--- Start of Records for this exercise ---

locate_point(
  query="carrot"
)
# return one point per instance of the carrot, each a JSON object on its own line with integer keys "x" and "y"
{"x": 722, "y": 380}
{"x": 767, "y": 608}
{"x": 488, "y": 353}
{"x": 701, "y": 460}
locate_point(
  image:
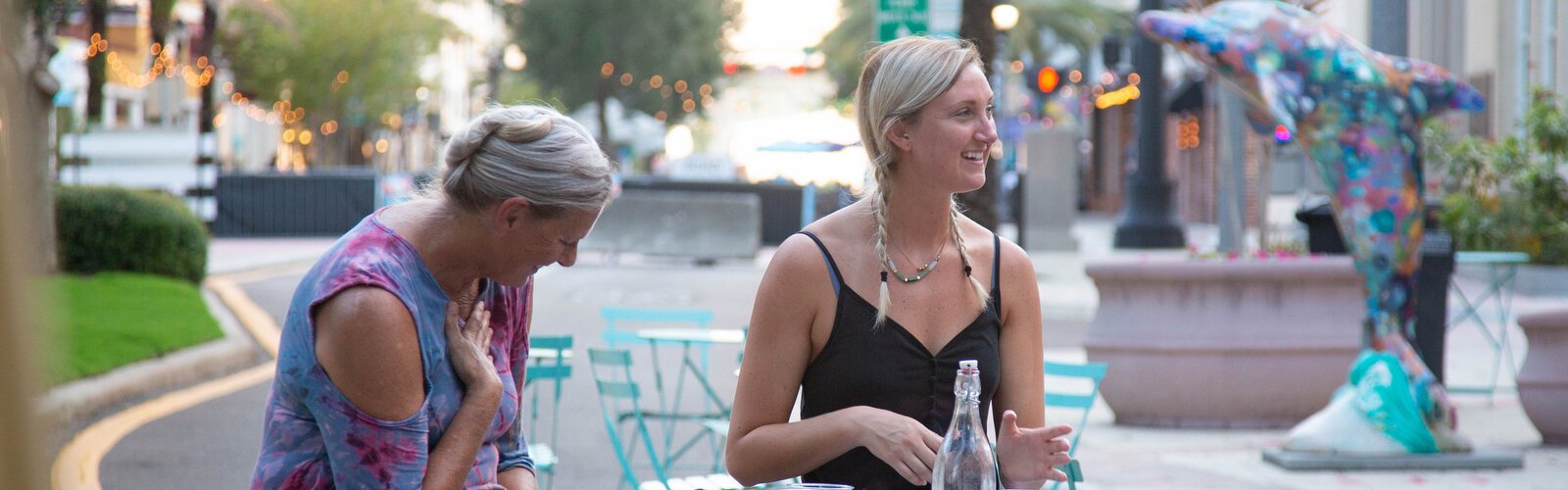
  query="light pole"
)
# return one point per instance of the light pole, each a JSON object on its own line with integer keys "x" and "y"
{"x": 1005, "y": 18}
{"x": 1147, "y": 217}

--- End of Records for this exercise ---

Set problem: Please copy every one of the rows above line for line, without changing anything, and leave out the pictures.

Response:
locate_point(
  query="carrot"
)
# return one point per instance of the carrot, each a JSON object on its own line with integer keys "x" and "y"
{"x": 722, "y": 380}
{"x": 767, "y": 608}
{"x": 488, "y": 353}
{"x": 701, "y": 460}
locate_point(
  image:
  query="light pole"
)
# return one point per instance of the light pole, each a JSON object on its own line with integer keys "x" and "y"
{"x": 1005, "y": 18}
{"x": 1147, "y": 217}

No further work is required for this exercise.